[Written request] List every line in the data below that contains the string "silver", copying each line in full. Case counts.

[Supplied data]
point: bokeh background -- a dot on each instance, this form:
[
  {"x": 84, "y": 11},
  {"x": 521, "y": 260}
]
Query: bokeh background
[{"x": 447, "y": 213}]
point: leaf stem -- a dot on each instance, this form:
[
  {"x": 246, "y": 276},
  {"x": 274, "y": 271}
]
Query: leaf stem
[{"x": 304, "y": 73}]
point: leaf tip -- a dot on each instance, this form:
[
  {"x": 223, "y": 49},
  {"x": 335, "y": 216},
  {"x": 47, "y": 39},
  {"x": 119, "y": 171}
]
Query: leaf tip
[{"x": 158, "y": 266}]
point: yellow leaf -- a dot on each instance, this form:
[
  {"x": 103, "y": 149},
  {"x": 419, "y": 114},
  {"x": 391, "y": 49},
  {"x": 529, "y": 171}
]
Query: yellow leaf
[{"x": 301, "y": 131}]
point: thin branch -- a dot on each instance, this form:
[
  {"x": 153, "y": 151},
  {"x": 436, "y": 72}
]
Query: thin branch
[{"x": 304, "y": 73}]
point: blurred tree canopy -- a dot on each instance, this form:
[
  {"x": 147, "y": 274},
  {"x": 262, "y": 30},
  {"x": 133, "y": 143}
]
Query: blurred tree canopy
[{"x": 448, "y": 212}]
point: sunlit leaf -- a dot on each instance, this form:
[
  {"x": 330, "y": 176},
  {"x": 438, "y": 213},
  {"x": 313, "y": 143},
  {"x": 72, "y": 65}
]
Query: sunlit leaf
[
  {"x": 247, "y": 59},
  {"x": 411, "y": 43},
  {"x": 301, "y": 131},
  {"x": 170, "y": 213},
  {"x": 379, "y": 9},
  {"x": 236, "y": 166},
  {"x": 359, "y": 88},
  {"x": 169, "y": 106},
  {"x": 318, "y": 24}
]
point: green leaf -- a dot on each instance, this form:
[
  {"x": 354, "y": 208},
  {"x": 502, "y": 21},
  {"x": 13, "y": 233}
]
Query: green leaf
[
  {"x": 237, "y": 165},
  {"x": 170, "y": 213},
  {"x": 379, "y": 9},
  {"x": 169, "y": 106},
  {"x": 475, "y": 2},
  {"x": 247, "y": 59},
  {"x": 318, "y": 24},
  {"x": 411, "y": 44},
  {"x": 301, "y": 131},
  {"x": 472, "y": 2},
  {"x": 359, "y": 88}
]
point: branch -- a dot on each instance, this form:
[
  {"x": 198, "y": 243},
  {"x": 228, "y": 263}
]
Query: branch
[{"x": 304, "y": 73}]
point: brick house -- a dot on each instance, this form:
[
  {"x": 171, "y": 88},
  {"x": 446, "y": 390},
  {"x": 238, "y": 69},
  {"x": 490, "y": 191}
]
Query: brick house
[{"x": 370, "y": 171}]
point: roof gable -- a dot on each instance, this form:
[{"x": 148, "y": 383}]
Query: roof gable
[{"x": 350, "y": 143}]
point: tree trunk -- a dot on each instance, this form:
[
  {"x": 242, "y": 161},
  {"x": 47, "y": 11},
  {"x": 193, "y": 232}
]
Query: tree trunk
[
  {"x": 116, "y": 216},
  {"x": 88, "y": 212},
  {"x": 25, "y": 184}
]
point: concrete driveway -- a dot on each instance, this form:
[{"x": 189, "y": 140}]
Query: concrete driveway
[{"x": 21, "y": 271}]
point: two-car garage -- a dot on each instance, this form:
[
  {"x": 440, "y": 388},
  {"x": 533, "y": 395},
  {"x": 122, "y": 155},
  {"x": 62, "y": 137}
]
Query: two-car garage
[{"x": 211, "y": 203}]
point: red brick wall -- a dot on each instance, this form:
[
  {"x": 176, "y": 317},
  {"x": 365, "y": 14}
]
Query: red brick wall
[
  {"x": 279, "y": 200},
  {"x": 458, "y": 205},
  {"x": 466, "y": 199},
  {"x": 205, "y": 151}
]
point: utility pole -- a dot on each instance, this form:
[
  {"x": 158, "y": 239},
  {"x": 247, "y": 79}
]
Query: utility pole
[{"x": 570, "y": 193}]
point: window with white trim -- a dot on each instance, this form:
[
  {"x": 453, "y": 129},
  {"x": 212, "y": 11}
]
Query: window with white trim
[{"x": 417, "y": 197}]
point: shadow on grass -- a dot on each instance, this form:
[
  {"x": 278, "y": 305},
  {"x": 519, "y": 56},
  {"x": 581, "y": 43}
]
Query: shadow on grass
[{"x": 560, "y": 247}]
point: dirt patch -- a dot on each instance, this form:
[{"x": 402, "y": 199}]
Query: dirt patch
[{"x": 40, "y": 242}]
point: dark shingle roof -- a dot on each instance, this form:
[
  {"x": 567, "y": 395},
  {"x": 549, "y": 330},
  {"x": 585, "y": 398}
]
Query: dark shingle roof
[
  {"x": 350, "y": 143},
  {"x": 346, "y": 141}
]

* * *

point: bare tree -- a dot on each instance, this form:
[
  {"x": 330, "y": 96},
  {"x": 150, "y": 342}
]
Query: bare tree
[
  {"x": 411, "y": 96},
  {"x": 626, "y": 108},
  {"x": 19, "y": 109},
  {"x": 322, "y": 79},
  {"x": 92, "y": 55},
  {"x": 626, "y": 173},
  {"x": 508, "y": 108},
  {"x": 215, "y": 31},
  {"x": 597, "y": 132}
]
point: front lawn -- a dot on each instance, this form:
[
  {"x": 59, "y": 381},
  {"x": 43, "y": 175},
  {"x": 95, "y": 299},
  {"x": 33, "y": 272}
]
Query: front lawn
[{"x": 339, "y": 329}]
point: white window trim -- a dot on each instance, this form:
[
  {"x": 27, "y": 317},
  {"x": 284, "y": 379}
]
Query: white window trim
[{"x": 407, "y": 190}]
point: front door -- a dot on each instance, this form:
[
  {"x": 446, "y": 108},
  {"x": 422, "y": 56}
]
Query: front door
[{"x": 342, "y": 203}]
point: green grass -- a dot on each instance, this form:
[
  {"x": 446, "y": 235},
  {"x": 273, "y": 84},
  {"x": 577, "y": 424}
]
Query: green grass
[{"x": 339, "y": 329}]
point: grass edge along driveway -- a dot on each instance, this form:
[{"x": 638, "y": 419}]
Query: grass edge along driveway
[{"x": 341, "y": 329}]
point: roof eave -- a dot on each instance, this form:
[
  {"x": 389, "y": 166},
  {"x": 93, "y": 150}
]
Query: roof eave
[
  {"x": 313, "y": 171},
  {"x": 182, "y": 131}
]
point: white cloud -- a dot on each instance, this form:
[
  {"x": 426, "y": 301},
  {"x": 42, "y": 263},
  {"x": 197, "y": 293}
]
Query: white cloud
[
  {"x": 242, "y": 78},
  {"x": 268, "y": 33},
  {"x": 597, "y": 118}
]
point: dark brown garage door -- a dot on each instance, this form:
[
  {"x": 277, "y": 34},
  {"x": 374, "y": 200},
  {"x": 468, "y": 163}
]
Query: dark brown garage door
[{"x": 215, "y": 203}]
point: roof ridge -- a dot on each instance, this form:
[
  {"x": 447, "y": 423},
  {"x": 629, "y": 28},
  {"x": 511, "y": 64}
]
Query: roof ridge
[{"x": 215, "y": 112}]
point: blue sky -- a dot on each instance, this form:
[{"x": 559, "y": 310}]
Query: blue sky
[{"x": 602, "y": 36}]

* * *

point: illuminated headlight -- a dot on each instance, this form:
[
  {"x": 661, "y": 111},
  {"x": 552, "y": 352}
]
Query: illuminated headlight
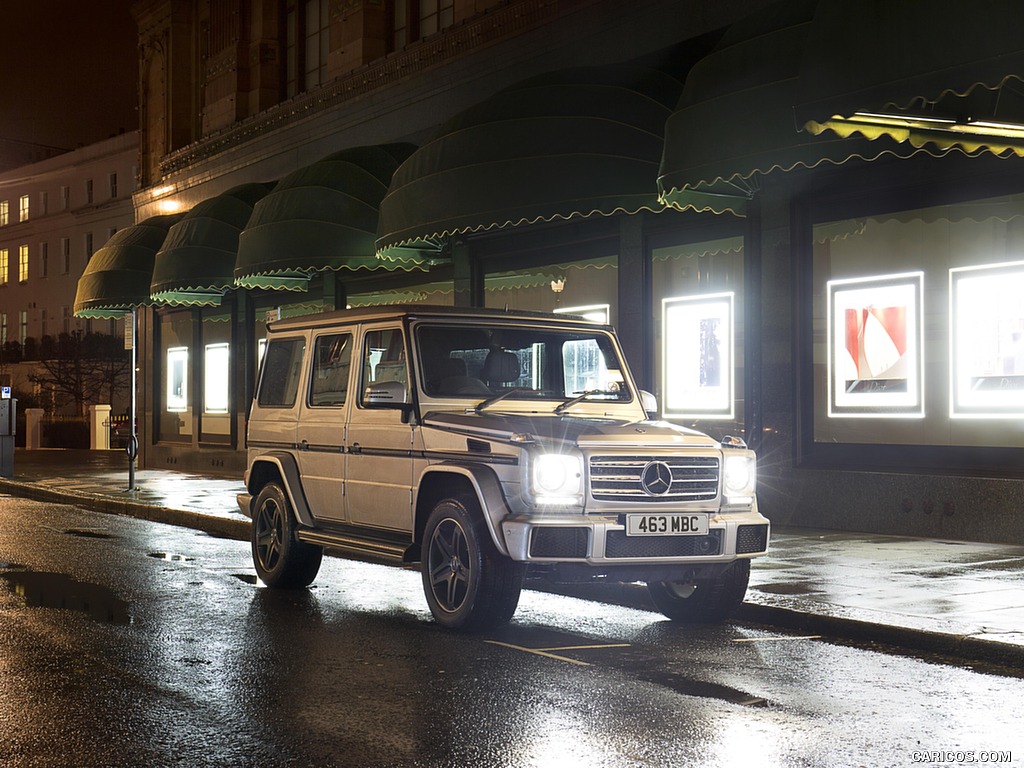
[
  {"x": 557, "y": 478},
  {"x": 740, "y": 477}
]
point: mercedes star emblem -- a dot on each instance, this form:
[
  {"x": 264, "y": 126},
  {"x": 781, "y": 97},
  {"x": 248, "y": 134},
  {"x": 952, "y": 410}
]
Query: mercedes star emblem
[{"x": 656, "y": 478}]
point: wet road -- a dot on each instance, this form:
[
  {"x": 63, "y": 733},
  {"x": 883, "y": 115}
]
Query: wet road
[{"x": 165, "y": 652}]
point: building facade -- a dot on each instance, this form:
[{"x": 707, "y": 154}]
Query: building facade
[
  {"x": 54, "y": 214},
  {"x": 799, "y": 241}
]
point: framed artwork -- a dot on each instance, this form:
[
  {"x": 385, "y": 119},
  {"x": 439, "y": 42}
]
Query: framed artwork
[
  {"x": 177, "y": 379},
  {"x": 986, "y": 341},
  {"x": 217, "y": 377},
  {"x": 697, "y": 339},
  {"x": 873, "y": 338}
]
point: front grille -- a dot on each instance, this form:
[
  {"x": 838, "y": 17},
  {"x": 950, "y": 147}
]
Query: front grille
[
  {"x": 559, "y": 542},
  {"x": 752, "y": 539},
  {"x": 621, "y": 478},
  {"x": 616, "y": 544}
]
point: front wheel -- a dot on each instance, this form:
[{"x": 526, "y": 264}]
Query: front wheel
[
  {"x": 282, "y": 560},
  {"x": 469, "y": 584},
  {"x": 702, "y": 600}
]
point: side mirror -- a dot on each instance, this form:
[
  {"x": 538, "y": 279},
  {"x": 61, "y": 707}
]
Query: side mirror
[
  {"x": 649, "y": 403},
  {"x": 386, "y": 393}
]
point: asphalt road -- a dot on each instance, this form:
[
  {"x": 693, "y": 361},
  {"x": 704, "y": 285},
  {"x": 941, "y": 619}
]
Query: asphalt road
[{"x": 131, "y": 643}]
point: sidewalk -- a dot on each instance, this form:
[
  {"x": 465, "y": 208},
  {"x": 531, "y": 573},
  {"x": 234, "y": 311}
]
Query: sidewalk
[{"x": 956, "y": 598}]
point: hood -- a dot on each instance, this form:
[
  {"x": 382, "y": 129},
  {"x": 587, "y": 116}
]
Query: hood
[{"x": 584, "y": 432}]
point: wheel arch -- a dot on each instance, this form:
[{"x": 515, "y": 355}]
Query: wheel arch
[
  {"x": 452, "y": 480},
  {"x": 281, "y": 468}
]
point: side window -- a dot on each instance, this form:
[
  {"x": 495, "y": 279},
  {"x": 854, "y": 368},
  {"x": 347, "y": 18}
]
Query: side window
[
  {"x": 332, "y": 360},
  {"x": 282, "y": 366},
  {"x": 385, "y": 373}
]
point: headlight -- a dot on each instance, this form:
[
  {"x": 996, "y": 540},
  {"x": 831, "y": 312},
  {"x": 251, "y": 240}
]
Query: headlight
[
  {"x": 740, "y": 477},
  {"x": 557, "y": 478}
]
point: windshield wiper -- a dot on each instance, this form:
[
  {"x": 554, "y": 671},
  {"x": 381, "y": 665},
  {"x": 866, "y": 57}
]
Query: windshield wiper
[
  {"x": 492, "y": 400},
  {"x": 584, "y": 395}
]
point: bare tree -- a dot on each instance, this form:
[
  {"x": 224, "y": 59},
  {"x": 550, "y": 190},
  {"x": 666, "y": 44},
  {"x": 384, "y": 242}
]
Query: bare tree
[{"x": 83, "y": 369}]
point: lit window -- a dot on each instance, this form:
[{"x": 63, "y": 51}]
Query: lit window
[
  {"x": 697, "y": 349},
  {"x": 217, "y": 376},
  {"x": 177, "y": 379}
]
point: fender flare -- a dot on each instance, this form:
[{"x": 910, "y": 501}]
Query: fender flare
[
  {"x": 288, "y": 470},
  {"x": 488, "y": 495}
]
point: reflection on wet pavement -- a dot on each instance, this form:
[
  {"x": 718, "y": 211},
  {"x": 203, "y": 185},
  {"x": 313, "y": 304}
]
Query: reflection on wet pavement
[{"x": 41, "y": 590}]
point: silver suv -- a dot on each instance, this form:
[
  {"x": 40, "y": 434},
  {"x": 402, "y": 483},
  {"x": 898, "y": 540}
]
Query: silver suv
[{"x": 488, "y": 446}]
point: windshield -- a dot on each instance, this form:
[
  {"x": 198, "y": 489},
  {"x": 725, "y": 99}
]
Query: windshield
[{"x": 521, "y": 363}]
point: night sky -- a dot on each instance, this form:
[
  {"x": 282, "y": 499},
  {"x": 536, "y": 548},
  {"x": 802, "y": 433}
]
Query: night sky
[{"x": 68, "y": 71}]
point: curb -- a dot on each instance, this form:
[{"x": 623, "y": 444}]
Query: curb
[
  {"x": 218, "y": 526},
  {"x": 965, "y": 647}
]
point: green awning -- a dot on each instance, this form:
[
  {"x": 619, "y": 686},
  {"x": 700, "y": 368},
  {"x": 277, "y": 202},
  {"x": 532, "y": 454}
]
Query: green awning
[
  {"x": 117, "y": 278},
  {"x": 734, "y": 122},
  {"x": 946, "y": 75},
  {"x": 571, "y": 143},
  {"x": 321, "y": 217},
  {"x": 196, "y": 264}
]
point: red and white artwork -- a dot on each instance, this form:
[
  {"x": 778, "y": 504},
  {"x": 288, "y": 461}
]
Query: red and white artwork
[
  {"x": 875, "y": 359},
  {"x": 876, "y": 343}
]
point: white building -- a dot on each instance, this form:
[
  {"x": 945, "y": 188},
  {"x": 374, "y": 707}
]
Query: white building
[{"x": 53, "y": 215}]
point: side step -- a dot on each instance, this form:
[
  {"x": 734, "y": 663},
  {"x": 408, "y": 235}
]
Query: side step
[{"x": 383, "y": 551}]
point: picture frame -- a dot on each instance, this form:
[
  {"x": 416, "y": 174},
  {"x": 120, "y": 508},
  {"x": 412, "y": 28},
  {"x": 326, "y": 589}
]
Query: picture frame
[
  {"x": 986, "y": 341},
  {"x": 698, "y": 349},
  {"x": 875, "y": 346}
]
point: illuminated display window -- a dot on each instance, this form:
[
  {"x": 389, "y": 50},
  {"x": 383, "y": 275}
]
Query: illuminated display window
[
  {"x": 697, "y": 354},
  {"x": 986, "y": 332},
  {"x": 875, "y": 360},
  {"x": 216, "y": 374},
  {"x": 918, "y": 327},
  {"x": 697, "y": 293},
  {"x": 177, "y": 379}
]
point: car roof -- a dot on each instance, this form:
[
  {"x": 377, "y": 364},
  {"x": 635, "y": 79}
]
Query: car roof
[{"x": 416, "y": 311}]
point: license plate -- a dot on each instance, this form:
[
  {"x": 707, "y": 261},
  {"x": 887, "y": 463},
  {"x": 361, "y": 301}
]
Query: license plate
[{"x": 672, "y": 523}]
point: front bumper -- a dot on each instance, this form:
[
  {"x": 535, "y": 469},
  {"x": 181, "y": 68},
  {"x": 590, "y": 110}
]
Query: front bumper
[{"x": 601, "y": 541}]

[Result of the task]
point: silver suv -- a dot on each instance, this form:
Query: silver suv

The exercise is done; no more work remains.